▶ Dataset records
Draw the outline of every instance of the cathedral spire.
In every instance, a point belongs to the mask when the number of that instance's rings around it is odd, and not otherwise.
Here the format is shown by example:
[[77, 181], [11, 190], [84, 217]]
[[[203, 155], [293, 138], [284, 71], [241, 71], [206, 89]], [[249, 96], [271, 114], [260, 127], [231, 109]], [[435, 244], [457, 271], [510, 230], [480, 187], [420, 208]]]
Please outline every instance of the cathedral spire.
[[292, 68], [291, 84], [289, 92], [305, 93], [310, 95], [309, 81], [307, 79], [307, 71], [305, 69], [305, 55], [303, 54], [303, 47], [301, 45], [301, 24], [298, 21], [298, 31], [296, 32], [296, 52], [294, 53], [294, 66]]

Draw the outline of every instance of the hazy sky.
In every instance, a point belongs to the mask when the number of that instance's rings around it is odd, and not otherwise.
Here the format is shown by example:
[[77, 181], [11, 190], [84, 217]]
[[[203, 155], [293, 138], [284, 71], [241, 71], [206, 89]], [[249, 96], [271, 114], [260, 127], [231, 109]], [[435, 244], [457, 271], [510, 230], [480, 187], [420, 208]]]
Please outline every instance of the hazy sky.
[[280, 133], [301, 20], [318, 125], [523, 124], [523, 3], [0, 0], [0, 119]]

---

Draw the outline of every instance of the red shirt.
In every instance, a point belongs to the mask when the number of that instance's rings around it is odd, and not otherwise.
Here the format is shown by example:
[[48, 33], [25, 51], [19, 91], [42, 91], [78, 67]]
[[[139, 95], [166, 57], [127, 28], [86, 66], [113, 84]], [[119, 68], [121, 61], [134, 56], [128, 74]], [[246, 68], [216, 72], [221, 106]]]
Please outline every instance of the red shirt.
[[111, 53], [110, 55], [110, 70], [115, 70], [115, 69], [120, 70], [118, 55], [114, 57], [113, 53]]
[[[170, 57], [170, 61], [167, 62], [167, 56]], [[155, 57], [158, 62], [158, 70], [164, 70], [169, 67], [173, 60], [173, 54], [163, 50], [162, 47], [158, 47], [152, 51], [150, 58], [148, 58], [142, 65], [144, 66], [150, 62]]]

▶ Task to carry out
Please reproduce the part of the data that opens with the line containing "Draw the outline of every instance of the hazy" and closes with the line containing "0], [0, 119]]", both included. Shift every coordinate in its answers by adding 120, and leave every other line unchanged.

▶ Final result
Draw the outline of every instance of the hazy sky.
In every instance, a point belongs to the mask when the number of that instance's rings around it is odd, and not otherwise.
Here the format is shown by example:
[[77, 181], [11, 190], [84, 217]]
[[[203, 155], [293, 138], [284, 71], [241, 71], [206, 89]], [[249, 96], [271, 114], [260, 127], [231, 109]], [[435, 244], [457, 271], [510, 230], [480, 187], [420, 208]]]
Please outline every instance of the hazy sky.
[[400, 253], [421, 140], [438, 245], [643, 244], [643, 123], [120, 120], [120, 239]]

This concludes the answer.